-- start --

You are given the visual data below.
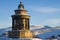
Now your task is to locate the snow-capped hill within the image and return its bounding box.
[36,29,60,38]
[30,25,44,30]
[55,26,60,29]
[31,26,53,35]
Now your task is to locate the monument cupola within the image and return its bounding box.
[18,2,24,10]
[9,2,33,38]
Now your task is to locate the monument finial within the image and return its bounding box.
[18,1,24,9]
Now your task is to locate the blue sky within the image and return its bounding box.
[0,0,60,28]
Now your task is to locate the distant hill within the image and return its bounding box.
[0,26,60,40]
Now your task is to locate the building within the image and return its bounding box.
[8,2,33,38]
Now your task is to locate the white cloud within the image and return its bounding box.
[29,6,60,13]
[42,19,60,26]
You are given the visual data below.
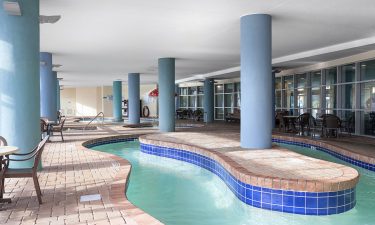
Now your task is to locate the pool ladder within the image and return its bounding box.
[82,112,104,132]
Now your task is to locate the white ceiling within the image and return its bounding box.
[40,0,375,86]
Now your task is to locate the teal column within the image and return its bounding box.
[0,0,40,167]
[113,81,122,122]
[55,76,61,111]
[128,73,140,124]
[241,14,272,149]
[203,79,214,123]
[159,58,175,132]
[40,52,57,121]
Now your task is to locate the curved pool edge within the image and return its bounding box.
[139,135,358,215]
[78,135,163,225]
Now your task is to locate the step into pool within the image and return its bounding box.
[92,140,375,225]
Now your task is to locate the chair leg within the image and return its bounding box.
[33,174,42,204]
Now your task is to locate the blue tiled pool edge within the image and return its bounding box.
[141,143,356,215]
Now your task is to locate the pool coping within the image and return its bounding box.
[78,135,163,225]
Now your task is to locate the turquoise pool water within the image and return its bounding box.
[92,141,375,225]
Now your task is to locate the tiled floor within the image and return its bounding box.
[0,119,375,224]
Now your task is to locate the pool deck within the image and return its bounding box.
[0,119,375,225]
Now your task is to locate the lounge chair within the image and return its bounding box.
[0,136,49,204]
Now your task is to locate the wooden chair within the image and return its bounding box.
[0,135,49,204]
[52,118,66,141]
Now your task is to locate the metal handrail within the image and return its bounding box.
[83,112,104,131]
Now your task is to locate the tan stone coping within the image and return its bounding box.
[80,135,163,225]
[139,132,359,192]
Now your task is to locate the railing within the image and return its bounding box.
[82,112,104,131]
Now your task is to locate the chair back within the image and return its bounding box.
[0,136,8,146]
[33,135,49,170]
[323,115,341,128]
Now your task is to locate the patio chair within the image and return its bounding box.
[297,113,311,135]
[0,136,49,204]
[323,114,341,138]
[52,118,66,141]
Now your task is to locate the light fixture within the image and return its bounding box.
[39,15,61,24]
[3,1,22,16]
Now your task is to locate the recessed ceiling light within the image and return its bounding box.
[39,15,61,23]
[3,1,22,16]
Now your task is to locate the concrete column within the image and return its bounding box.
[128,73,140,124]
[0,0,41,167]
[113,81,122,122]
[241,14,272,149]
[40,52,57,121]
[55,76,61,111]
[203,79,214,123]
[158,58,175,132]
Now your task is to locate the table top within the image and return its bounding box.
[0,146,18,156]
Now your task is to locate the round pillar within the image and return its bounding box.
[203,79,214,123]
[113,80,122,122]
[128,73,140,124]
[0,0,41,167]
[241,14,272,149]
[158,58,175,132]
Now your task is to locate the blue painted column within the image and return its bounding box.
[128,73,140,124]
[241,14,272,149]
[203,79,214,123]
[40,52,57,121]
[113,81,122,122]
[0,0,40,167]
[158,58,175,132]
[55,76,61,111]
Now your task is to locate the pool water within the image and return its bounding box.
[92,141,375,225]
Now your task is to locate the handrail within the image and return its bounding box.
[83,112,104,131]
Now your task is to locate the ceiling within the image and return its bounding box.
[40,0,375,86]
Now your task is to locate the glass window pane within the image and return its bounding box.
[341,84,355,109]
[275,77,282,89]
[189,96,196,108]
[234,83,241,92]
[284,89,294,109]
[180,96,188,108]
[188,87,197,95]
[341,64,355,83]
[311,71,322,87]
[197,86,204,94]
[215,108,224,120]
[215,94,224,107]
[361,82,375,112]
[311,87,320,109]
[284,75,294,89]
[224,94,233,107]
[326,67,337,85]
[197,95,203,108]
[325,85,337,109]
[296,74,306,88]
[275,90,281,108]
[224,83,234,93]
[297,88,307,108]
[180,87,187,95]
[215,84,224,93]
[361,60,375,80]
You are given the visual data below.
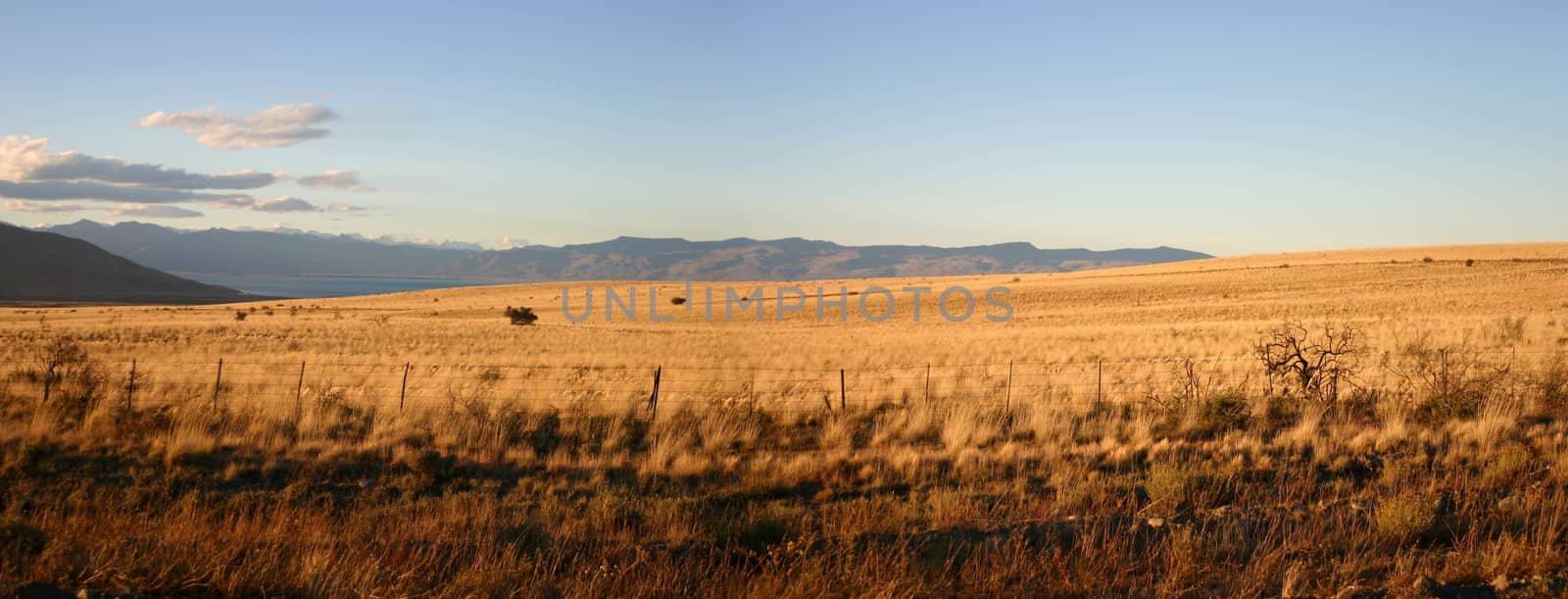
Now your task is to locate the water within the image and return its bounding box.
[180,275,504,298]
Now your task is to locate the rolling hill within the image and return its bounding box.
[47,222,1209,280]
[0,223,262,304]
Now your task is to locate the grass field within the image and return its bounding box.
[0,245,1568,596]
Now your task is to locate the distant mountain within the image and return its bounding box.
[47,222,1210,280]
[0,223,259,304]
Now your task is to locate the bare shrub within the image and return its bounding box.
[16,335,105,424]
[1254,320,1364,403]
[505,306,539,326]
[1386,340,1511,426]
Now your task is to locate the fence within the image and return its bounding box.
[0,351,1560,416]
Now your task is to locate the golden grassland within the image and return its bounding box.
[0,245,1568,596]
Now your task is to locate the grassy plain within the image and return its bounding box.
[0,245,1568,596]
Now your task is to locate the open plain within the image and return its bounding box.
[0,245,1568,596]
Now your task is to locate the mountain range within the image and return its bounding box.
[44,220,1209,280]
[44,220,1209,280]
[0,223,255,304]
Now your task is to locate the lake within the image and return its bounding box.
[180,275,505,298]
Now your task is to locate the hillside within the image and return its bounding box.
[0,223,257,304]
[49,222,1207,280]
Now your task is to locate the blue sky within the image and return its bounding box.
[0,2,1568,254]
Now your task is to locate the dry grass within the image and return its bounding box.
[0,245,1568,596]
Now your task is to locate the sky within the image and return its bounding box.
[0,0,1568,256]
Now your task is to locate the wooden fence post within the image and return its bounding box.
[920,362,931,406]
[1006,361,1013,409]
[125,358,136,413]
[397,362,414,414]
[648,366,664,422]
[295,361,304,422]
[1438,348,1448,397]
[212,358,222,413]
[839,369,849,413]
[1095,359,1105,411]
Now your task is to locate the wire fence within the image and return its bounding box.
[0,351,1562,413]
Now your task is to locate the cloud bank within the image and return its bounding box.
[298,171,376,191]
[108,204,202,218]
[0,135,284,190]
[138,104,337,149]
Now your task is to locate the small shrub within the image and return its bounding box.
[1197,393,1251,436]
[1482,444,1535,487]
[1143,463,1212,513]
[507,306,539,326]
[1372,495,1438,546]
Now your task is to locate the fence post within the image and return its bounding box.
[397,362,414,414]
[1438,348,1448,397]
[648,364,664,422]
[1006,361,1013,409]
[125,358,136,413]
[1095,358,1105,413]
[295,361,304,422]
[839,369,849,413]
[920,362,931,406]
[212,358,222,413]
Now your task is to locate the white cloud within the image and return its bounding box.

-- end --

### [TASK TO COMPLETE]
Swap every "within the image" in the lines above for "in the photograph" and write the lines out again, leaving everything else unchanged and omitting the pictures.

### [FULL ANSWER]
You are given the visual data below.
Now your task is to locate the snow-capped hill in the photograph and return its bounding box.
[36,29,60,38]
[30,25,44,30]
[55,26,60,29]
[31,26,53,35]
Now your task is to locate the monument cupola in the photograph and return its bounding box.
[18,2,24,10]
[9,2,33,38]
Now your task is to locate the monument finial in the photograph and return its bounding box.
[18,1,24,9]
Now your task is to locate the blue sky in the photograph and return its bounding box.
[0,0,60,28]
Now your task is to locate the distant hill in the photograph and return its bounding box.
[0,26,60,40]
Now your task is to locate the building in the photograph and return its bounding box.
[8,2,33,38]
Now your task is to locate the white cloud in the photograph and return its bounding box.
[29,6,60,13]
[42,19,60,26]
You are given the visual data below.
Now your task is to locate the pool ladder in the photograph and return its bounding box.
[82,112,104,132]
Now your task is to locate the white ceiling in the photograph and return its bounding box.
[40,0,375,86]
Now your task is to locate the teal column in the photograph and return its bounding box.
[0,0,40,167]
[113,81,122,122]
[55,76,61,111]
[128,73,140,124]
[241,14,272,149]
[203,79,214,123]
[159,58,175,132]
[40,52,57,121]
Now your task is to locate the curved pool edge in the photograph and return its bounding box.
[139,135,358,215]
[78,135,163,225]
Now your task is to locate the step into pool in the photograph and return its bounding box.
[92,140,375,225]
Now your task is to locate the chair leg in the photograph and return its bounding box.
[33,174,42,204]
Now your task is to locate the blue tiled pool edge in the photograph and return its bounding box.
[141,143,356,215]
Now your task is to locate the pool coping in the photograph and return its bounding box.
[78,135,163,225]
Now your task is to locate the turquoise pool water in the photograph and return its bounding box.
[92,141,375,225]
Now your task is to locate the tiled floor in the photograph and return its bounding box.
[0,119,375,224]
Now your task is to locate the pool deck in the photograph and return its bounding box.
[0,119,375,225]
Now your task is to locate the lounge chair in the photograph and return its bounding box.
[0,136,49,204]
Now your task is to locate the wooden chair in the photograph and return its bounding box.
[0,135,49,204]
[52,118,66,141]
Now your task is to locate the metal handrail in the photograph and return its bounding box.
[83,112,104,131]
Now your task is to locate the tan stone coping in the photograph and return its bounding box.
[80,135,163,225]
[139,132,359,192]
Now your task is to locate the railing in the photograph and return its bounding box.
[82,112,104,131]
Now your task is to locate the chair back in the photograph and return its bounding box.
[0,136,8,146]
[33,135,49,170]
[323,115,341,128]
Now your task is to locate the patio chair in the photograph and return its bounding box.
[297,113,311,135]
[0,136,49,204]
[323,114,341,138]
[52,118,66,141]
Now your task is to locate the light fixture in the photograph and return its bounding box.
[39,15,61,24]
[3,1,22,16]
Now your task is to locate the recessed ceiling light in the photograph and return its bounding box.
[39,15,61,23]
[3,1,22,16]
Now your task is to locate the concrete column in the photograph and return its bounding box.
[128,73,140,124]
[0,0,41,167]
[113,81,122,122]
[241,14,272,149]
[40,52,57,121]
[55,76,61,111]
[203,79,214,123]
[158,58,175,132]
Now your task is to locate the table top in the photograph and return its bounding box.
[0,146,18,156]
Now your task is to locate the round pillar in the photograph and return its bounding box.
[203,79,214,123]
[113,80,122,122]
[128,73,140,124]
[0,0,41,167]
[241,14,272,149]
[158,58,175,132]
Now your task is to locate the blue painted column in the photograph and return its bounding box.
[128,73,140,124]
[241,14,272,149]
[203,79,214,123]
[40,52,57,121]
[113,81,122,122]
[0,0,40,167]
[158,58,175,132]
[55,76,61,111]
Now your task is to locate the pool water in the photograph and return its bounding box.
[92,141,375,225]
Now your task is to locate the handrail in the photograph and return its bounding box.
[83,112,104,131]
Now your task is to locate the ceiling in the photograph and return its bounding box.
[40,0,375,86]
Now your task is to locate the glass window pane in the photograph and return its bounding box.
[341,84,355,109]
[275,77,282,89]
[189,96,196,108]
[234,83,241,92]
[284,89,294,109]
[180,96,188,108]
[188,87,197,95]
[341,64,355,83]
[311,71,322,87]
[197,86,204,94]
[215,108,224,120]
[215,94,224,107]
[361,82,375,112]
[311,87,320,109]
[284,75,294,89]
[224,94,233,107]
[326,67,337,85]
[197,95,203,108]
[325,85,337,109]
[296,74,306,88]
[275,90,281,108]
[224,83,234,93]
[297,88,307,108]
[180,87,187,95]
[215,84,224,93]
[361,60,375,80]
You are given the visual data below.
Now your task is to locate the water in the photograph and return its bounding box.
[180,275,504,298]
Now your task is to locate the rolling hill in the photograph and return its bounding box.
[47,222,1209,280]
[0,223,262,304]
Now your task is to locate the grass field in the photograph and return its bounding box.
[0,245,1568,596]
Now your task is to locate the distant mountain in the photograph and return its bounding box.
[47,222,1210,280]
[0,223,259,304]
Now your task is to locate the bare shrub in the photograph and return its bounding box.
[16,335,105,424]
[1254,320,1364,403]
[505,306,539,326]
[1386,340,1511,426]
Now your task is to locate the fence in the photograph and return its bounding box.
[0,351,1560,416]
Now your task is to locate the golden grassland in the photograph and return its bounding box.
[0,245,1568,596]
Now your task is to locate the grassy plain in the photograph and return its bounding box.
[0,245,1568,596]
Now your task is to locate the open plain in the photograph and return its bounding box.
[0,245,1568,596]
Now your task is to locate the mountain range in the photograph and return its bounding box.
[44,220,1209,280]
[44,220,1209,280]
[0,223,255,304]
Now your task is to locate the lake in the photograph and return its bounding box.
[180,275,505,298]
Now your task is to locate the hillside in the photograph and return its bounding box.
[0,223,257,304]
[49,222,1207,280]
Now your task is to locate the blue sky in the photograph and return its bounding box.
[0,2,1568,254]
Now your task is to locate the dry grass in the photograph and return its bounding box.
[0,245,1568,596]
Now your task is to locate the sky in the photograph and return its bounding box.
[0,0,1568,256]
Now your task is to locate the wooden fence post in the photograph and return its bounding box.
[920,362,931,406]
[1006,361,1013,409]
[125,358,136,413]
[397,362,414,414]
[648,366,664,422]
[295,361,304,422]
[1438,348,1448,397]
[212,358,222,413]
[839,369,849,413]
[1095,359,1105,411]
Now your task is to locate the wire fence in the photograph and return its bounding box.
[0,351,1562,413]
Now your task is to locate the cloud bank in the photograph and return its bounding box.
[298,171,376,191]
[108,204,202,218]
[0,135,284,190]
[138,104,337,149]
Now your task is to locate the small shrub in the photograph and return its bounding box.
[1197,393,1251,436]
[1482,444,1535,487]
[1143,463,1212,513]
[507,306,539,326]
[1372,495,1438,546]
Now your task is to locate the fence post in the photograph and return its bounding box.
[397,362,414,414]
[1438,348,1448,397]
[648,364,664,422]
[1006,361,1013,409]
[125,358,136,413]
[1095,358,1105,413]
[295,361,304,422]
[839,369,849,413]
[920,362,931,406]
[212,358,222,413]
Now your task is to locate the white cloud in the photograph and return its bounding box.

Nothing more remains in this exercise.